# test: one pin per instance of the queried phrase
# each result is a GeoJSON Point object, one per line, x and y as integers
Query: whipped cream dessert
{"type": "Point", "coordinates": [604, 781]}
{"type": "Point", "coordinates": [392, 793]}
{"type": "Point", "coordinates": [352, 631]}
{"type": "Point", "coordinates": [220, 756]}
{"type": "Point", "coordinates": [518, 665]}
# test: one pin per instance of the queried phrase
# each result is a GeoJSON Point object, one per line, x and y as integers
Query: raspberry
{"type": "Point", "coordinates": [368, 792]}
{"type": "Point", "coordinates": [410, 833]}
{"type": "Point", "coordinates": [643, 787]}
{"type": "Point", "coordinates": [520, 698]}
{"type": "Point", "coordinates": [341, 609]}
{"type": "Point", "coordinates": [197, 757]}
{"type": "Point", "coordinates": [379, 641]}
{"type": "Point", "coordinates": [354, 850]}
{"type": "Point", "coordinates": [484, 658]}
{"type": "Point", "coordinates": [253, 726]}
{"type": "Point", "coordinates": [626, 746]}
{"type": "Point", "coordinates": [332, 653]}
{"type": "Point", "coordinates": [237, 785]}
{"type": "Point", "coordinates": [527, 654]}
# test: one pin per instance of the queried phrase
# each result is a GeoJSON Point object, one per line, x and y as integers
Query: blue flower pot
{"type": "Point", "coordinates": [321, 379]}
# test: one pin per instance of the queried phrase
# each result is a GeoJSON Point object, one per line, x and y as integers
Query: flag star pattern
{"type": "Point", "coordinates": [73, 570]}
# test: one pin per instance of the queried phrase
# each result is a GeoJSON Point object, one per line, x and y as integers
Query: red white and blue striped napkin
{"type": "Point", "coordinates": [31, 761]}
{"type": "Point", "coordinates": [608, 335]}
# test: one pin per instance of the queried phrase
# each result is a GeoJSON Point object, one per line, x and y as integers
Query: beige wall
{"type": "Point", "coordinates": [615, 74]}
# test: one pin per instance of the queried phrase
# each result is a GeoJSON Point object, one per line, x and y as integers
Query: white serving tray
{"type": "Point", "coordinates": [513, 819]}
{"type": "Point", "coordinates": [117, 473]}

____

**WORK TO DO:**
Transcribe all of the lines in the records precisely.

**SOLVED PROBLEM:**
# test: one pin per instance of the queried phrase
# each result is a GeoJSON Point object, one per line, x and y as integers
Query: whipped cream dessert
{"type": "Point", "coordinates": [604, 781]}
{"type": "Point", "coordinates": [392, 793]}
{"type": "Point", "coordinates": [352, 631]}
{"type": "Point", "coordinates": [220, 756]}
{"type": "Point", "coordinates": [518, 665]}
# test: one pin per instance of the queried phrase
# each result is a GeoJSON Point object, one per line, x and y as integers
Query: raspberry
{"type": "Point", "coordinates": [368, 792]}
{"type": "Point", "coordinates": [410, 833]}
{"type": "Point", "coordinates": [643, 787]}
{"type": "Point", "coordinates": [520, 698]}
{"type": "Point", "coordinates": [341, 609]}
{"type": "Point", "coordinates": [197, 757]}
{"type": "Point", "coordinates": [379, 641]}
{"type": "Point", "coordinates": [354, 850]}
{"type": "Point", "coordinates": [484, 658]}
{"type": "Point", "coordinates": [253, 726]}
{"type": "Point", "coordinates": [626, 746]}
{"type": "Point", "coordinates": [332, 653]}
{"type": "Point", "coordinates": [237, 785]}
{"type": "Point", "coordinates": [527, 654]}
# test: one pin per instance of the queried phrase
# each result is a GeoJSON Point object, one per line, x and y as integers
Query: blue flower pot
{"type": "Point", "coordinates": [321, 379]}
# test: one pin per instance of the queried phrase
# each result is a GeoJSON Point object, one per line, x and y as integers
Query: flag star pattern
{"type": "Point", "coordinates": [73, 570]}
# test: one pin per instance of the queried phrase
# each result is a GeoJSON Point object, one per line, x and y as integers
Query: red white and blue striped napkin
{"type": "Point", "coordinates": [31, 761]}
{"type": "Point", "coordinates": [608, 335]}
# test: one pin per instance of the queried phrase
# each result is a GeoJSON Point object, one per line, x and y as integers
Query: beige wall
{"type": "Point", "coordinates": [615, 74]}
# test: one pin per instance of the queried phrase
# each result is a GeoJSON Point object, one per line, x and y as integers
Query: white serving tray
{"type": "Point", "coordinates": [513, 819]}
{"type": "Point", "coordinates": [117, 473]}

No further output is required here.